Work to be completed
Copy out each line from the material where the word "dark" is found.

Supplied information

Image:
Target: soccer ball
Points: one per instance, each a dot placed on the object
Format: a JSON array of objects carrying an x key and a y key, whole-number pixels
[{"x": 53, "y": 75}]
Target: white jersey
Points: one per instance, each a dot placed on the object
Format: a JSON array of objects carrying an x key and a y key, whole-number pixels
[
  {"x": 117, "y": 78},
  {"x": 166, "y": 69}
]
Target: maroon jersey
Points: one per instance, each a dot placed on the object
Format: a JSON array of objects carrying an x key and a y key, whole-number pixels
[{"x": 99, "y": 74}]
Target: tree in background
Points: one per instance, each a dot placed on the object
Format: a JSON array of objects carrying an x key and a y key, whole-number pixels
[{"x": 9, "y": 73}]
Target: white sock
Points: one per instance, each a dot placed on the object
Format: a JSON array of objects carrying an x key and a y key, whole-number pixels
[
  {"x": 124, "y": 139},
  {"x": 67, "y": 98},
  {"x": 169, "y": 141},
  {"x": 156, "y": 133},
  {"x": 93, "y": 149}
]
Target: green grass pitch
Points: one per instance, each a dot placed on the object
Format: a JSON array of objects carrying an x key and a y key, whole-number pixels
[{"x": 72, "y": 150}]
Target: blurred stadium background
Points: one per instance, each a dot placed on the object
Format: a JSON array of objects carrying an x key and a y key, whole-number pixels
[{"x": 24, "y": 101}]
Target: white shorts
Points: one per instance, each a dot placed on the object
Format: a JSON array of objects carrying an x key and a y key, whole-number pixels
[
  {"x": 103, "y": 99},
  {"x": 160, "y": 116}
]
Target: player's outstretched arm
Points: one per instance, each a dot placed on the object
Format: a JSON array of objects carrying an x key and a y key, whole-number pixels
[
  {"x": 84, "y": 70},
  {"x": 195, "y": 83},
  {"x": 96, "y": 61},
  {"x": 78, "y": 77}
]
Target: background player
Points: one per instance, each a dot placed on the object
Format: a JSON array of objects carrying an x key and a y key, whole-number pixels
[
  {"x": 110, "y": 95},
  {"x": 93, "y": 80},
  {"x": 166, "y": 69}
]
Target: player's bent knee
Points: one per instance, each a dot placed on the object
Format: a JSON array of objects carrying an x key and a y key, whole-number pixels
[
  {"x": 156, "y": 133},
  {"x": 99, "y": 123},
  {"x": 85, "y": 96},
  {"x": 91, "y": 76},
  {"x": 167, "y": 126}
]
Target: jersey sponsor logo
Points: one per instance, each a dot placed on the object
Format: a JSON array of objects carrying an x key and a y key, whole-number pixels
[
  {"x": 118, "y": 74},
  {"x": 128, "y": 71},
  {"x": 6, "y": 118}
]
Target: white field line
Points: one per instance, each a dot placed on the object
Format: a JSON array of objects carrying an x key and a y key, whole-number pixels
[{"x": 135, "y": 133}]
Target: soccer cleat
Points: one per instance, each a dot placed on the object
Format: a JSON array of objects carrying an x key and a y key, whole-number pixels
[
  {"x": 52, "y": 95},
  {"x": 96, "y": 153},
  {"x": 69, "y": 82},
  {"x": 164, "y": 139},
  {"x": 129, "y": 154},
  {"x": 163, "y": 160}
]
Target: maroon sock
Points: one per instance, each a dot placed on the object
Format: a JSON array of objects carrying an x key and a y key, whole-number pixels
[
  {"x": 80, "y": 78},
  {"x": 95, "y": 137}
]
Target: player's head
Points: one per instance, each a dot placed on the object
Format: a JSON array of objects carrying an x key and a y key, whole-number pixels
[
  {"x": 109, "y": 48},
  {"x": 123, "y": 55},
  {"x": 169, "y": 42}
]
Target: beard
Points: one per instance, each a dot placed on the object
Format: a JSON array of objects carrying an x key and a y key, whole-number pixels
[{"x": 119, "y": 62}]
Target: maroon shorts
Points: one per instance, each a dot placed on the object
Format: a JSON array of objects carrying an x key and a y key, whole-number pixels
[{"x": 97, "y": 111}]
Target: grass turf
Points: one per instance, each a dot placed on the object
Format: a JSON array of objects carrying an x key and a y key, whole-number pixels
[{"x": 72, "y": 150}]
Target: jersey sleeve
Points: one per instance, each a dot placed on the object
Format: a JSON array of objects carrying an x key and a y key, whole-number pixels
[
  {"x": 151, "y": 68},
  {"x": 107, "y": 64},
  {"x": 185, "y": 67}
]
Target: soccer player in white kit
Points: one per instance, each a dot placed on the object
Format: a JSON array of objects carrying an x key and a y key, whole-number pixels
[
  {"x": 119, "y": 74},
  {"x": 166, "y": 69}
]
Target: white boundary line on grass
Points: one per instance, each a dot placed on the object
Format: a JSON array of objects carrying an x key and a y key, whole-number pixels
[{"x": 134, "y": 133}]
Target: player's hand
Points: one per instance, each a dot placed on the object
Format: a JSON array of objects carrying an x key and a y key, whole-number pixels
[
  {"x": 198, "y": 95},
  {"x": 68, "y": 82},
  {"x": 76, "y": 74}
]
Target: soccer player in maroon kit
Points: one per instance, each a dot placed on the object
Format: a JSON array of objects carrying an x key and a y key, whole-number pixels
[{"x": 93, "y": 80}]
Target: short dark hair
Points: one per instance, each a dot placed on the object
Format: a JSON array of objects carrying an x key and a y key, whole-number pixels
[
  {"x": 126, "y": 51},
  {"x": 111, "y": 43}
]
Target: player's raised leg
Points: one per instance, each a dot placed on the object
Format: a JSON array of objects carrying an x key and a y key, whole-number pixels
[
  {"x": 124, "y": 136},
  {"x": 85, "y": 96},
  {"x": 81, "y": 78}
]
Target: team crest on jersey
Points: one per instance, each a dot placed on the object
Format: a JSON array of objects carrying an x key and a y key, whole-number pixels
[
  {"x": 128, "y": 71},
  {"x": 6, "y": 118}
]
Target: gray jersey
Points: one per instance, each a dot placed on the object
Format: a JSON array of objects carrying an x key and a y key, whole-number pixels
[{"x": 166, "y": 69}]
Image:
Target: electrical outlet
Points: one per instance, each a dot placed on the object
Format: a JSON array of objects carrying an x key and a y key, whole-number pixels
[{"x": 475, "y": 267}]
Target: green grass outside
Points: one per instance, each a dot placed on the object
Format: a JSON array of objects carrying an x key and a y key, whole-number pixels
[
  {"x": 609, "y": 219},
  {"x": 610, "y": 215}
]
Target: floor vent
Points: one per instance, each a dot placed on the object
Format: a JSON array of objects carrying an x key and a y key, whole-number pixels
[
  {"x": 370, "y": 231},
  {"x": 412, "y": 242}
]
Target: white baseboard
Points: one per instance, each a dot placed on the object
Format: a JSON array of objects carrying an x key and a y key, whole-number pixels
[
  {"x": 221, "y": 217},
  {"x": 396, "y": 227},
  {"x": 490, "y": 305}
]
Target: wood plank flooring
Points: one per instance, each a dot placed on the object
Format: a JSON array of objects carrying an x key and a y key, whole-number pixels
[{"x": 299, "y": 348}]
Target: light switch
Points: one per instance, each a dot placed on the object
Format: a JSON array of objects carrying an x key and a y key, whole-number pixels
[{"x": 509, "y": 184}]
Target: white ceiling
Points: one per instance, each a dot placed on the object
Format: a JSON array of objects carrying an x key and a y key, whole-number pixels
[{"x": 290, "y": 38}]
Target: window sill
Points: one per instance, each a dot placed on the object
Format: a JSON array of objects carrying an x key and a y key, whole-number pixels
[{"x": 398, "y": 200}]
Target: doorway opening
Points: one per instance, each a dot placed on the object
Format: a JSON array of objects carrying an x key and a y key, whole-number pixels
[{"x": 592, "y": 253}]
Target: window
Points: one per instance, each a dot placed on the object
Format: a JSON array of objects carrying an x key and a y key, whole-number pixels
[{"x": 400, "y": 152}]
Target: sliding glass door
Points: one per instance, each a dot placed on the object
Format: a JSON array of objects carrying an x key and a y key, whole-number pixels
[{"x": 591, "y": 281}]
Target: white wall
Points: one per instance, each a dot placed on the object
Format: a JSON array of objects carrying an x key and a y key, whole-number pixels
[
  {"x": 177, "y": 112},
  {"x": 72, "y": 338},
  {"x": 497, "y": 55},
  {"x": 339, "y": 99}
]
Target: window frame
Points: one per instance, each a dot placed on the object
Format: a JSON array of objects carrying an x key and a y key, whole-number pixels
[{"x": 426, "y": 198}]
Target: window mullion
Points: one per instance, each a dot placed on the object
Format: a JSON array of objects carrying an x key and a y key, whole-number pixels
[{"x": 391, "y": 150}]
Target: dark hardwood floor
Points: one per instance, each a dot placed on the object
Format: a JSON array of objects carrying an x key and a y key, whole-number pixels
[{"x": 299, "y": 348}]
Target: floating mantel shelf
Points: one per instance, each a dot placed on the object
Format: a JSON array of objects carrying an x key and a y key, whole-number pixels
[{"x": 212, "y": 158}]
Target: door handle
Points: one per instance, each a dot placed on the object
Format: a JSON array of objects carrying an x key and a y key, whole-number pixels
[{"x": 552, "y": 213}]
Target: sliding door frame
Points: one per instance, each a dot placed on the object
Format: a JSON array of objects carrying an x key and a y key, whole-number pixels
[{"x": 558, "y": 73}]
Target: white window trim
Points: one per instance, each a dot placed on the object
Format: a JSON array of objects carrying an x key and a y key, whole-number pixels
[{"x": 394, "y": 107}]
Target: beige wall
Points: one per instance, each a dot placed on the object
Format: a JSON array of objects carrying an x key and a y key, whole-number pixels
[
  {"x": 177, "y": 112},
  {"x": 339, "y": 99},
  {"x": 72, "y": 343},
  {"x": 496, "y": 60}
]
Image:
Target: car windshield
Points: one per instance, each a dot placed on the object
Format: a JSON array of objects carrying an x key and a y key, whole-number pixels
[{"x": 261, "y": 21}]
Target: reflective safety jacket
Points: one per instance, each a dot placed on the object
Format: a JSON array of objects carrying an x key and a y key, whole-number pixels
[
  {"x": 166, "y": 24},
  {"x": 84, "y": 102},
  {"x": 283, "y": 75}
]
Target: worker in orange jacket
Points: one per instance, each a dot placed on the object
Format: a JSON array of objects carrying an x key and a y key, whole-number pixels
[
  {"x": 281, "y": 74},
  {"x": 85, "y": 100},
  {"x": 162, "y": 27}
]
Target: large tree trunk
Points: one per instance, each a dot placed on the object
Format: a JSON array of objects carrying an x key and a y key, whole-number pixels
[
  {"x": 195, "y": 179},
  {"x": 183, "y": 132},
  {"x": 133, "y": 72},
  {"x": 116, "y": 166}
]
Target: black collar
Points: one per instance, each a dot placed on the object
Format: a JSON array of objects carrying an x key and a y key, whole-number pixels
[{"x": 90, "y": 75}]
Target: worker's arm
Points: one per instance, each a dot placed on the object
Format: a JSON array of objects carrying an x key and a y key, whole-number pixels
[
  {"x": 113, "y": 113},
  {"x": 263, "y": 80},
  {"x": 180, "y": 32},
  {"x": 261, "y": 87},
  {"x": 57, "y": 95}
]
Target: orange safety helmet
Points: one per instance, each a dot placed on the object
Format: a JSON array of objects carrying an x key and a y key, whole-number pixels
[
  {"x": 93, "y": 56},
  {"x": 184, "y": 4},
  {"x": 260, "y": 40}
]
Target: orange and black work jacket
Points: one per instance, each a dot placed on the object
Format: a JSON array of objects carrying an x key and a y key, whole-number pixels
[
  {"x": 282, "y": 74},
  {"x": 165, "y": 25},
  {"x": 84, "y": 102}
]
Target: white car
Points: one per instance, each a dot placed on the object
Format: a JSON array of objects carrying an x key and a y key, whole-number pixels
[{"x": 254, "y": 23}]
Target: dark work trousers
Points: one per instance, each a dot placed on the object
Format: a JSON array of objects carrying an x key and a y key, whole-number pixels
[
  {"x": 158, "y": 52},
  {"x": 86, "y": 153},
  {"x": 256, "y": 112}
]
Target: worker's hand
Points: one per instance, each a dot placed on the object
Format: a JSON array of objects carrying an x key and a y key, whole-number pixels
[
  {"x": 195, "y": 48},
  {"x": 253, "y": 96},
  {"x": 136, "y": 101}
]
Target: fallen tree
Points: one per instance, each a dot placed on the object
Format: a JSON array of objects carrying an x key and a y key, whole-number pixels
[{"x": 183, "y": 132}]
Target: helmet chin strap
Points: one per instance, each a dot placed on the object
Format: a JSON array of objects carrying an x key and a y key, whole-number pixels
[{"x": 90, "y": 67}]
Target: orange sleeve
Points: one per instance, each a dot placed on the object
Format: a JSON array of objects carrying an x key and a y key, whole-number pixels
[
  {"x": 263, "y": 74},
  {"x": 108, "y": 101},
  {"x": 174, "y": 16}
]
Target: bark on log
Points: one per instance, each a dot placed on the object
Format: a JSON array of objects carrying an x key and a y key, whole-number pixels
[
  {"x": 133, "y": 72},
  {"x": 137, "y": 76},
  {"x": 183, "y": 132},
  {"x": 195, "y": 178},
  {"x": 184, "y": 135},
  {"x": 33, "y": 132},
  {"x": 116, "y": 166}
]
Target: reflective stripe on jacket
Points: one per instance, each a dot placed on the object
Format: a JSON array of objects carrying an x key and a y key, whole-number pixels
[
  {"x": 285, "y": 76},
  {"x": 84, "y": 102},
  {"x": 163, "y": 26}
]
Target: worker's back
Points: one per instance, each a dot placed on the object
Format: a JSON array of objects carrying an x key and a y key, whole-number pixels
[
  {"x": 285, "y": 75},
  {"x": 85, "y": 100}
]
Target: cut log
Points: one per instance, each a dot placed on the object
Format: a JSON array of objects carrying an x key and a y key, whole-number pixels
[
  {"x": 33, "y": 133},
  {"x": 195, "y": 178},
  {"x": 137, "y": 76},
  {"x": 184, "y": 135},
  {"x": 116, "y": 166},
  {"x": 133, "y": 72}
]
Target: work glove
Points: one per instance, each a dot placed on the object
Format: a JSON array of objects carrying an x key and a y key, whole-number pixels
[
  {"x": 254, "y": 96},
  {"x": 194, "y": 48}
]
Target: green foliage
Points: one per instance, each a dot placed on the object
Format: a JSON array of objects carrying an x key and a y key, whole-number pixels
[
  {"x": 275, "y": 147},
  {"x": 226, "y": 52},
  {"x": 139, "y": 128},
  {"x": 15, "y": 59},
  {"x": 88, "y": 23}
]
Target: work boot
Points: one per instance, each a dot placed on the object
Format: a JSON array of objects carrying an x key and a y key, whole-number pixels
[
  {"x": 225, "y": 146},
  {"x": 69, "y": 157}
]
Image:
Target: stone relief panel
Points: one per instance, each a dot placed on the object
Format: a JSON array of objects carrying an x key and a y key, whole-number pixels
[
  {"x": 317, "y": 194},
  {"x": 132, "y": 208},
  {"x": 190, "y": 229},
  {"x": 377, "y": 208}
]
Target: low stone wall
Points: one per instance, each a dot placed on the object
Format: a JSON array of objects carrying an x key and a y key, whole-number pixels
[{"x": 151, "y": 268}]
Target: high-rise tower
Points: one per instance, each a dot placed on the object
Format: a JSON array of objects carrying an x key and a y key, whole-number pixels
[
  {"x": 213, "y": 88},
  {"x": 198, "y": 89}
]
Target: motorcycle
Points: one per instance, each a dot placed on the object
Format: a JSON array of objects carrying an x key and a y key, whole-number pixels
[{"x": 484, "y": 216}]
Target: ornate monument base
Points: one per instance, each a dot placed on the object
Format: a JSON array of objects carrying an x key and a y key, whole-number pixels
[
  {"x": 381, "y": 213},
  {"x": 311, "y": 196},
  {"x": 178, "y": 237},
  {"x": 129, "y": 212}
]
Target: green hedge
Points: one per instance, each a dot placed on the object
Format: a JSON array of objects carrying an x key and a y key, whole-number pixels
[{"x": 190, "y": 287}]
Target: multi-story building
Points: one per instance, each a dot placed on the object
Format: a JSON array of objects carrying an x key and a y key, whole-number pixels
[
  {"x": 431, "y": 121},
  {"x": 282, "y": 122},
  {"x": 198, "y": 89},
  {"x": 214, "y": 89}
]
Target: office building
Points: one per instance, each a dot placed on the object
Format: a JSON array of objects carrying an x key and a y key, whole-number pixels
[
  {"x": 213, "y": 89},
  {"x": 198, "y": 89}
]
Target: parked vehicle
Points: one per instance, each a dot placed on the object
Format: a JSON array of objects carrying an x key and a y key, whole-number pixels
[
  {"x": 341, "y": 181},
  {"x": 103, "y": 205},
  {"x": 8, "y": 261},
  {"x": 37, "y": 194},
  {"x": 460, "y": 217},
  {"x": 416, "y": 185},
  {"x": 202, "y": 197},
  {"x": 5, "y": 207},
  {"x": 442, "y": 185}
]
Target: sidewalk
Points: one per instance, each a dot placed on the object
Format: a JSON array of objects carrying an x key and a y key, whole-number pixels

Output of the exercise
Target: short dark hair
Target: dark hardwood floor
Target: dark work trousers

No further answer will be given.